◆ THE PROBLEM ◆
Apart from the images, repeat the data below exactly as written.

◆ MATERIAL SUPPLIED ◆
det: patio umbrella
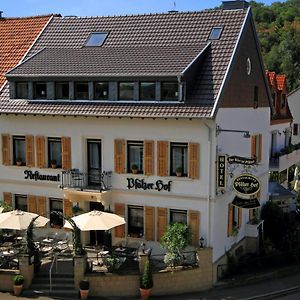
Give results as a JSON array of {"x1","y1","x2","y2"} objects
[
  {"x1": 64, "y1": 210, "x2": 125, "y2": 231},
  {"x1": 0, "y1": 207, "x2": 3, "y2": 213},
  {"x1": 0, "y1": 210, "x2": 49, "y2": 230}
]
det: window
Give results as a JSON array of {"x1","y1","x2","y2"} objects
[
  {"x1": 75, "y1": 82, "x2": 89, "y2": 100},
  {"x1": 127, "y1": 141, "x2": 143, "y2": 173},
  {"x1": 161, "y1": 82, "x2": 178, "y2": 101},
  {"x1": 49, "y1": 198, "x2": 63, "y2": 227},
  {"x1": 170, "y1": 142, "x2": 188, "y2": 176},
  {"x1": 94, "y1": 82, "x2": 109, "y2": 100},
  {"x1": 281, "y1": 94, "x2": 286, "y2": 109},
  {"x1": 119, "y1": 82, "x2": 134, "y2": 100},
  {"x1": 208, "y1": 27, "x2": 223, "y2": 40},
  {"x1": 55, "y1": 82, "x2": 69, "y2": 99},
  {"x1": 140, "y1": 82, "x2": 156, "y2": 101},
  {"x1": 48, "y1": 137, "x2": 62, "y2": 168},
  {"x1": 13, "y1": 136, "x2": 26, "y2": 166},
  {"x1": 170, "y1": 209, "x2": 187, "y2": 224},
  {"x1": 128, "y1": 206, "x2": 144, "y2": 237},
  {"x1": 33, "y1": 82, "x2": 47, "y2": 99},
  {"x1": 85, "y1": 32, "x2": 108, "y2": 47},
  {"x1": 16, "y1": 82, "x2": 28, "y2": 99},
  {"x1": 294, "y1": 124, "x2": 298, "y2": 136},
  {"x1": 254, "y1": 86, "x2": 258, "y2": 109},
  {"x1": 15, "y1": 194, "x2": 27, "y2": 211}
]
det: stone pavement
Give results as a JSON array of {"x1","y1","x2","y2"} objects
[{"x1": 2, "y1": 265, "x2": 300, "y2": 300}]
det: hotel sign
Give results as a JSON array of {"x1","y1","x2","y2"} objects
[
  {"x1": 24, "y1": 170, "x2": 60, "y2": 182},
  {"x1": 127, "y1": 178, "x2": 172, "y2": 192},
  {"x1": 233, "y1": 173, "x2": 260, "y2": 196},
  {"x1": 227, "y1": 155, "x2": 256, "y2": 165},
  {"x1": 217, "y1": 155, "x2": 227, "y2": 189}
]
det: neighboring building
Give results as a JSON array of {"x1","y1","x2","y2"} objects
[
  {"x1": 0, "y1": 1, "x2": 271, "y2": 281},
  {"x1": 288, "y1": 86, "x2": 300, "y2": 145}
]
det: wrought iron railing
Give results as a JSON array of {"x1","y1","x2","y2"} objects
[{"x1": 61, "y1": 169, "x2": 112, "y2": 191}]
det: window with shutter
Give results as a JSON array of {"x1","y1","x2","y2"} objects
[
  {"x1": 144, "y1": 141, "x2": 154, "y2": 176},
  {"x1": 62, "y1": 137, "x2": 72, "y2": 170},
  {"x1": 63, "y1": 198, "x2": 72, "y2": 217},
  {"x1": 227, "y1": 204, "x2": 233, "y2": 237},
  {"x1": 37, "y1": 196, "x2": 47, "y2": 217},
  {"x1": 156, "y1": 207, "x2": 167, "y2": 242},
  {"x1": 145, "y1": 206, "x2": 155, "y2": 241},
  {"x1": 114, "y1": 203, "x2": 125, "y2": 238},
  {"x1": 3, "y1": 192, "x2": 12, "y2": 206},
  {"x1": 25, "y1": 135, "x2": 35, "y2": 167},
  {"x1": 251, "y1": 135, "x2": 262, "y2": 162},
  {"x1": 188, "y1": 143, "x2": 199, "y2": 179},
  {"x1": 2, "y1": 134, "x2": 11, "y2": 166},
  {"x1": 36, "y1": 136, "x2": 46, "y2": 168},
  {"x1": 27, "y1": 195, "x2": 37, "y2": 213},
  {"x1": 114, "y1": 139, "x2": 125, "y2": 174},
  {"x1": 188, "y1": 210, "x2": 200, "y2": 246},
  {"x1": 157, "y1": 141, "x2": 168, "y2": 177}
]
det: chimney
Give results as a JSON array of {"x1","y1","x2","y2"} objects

◆ RESULT ◆
det: patio umbrella
Give results as a JSON array of {"x1","y1","x2","y2"} objects
[
  {"x1": 64, "y1": 210, "x2": 125, "y2": 231},
  {"x1": 0, "y1": 207, "x2": 3, "y2": 213},
  {"x1": 0, "y1": 210, "x2": 49, "y2": 230}
]
det: window
Give results as a JSON array of {"x1","y1","x2","y2"} objects
[
  {"x1": 75, "y1": 82, "x2": 89, "y2": 100},
  {"x1": 127, "y1": 141, "x2": 143, "y2": 173},
  {"x1": 161, "y1": 82, "x2": 178, "y2": 101},
  {"x1": 49, "y1": 198, "x2": 63, "y2": 227},
  {"x1": 170, "y1": 142, "x2": 188, "y2": 176},
  {"x1": 94, "y1": 82, "x2": 109, "y2": 100},
  {"x1": 281, "y1": 94, "x2": 286, "y2": 109},
  {"x1": 119, "y1": 82, "x2": 134, "y2": 100},
  {"x1": 208, "y1": 27, "x2": 223, "y2": 40},
  {"x1": 55, "y1": 82, "x2": 69, "y2": 99},
  {"x1": 140, "y1": 82, "x2": 156, "y2": 101},
  {"x1": 48, "y1": 137, "x2": 62, "y2": 168},
  {"x1": 13, "y1": 136, "x2": 26, "y2": 166},
  {"x1": 170, "y1": 209, "x2": 187, "y2": 224},
  {"x1": 128, "y1": 206, "x2": 144, "y2": 237},
  {"x1": 33, "y1": 82, "x2": 47, "y2": 99},
  {"x1": 85, "y1": 32, "x2": 108, "y2": 47},
  {"x1": 16, "y1": 82, "x2": 28, "y2": 99},
  {"x1": 294, "y1": 124, "x2": 298, "y2": 136},
  {"x1": 254, "y1": 86, "x2": 258, "y2": 109},
  {"x1": 15, "y1": 194, "x2": 27, "y2": 211}
]
det: stone pavement
Give results as a JSON array of {"x1","y1","x2","y2"} objects
[{"x1": 2, "y1": 265, "x2": 300, "y2": 300}]
det: hotel sign
Give results as a JSON array of {"x1","y1","x2","y2"} objects
[
  {"x1": 24, "y1": 170, "x2": 60, "y2": 182},
  {"x1": 127, "y1": 178, "x2": 172, "y2": 192},
  {"x1": 233, "y1": 173, "x2": 260, "y2": 196},
  {"x1": 227, "y1": 155, "x2": 256, "y2": 165},
  {"x1": 217, "y1": 155, "x2": 227, "y2": 189}
]
det: neighboring building
Give results as a JSON array of {"x1","y1","x2","y2"} objects
[
  {"x1": 0, "y1": 1, "x2": 271, "y2": 281},
  {"x1": 288, "y1": 86, "x2": 300, "y2": 145}
]
det: wrought iron railing
Give results as a JSON array of {"x1","y1","x2","y2"} objects
[{"x1": 61, "y1": 169, "x2": 112, "y2": 191}]
det: window with shutter
Give results as a JSON array of {"x1","y1","x2","y2"} objects
[
  {"x1": 144, "y1": 141, "x2": 154, "y2": 176},
  {"x1": 62, "y1": 137, "x2": 72, "y2": 170},
  {"x1": 63, "y1": 198, "x2": 72, "y2": 217},
  {"x1": 227, "y1": 204, "x2": 233, "y2": 237},
  {"x1": 37, "y1": 196, "x2": 47, "y2": 217},
  {"x1": 156, "y1": 207, "x2": 167, "y2": 242},
  {"x1": 145, "y1": 206, "x2": 155, "y2": 241},
  {"x1": 114, "y1": 203, "x2": 125, "y2": 238},
  {"x1": 3, "y1": 192, "x2": 12, "y2": 206},
  {"x1": 25, "y1": 135, "x2": 35, "y2": 167},
  {"x1": 251, "y1": 135, "x2": 262, "y2": 162},
  {"x1": 188, "y1": 143, "x2": 199, "y2": 179},
  {"x1": 2, "y1": 134, "x2": 11, "y2": 166},
  {"x1": 36, "y1": 136, "x2": 46, "y2": 168},
  {"x1": 27, "y1": 195, "x2": 37, "y2": 213},
  {"x1": 114, "y1": 139, "x2": 125, "y2": 174},
  {"x1": 188, "y1": 210, "x2": 200, "y2": 246},
  {"x1": 157, "y1": 141, "x2": 168, "y2": 177}
]
det: chimney
Give results as a JSON array of {"x1","y1","x2","y2"} objects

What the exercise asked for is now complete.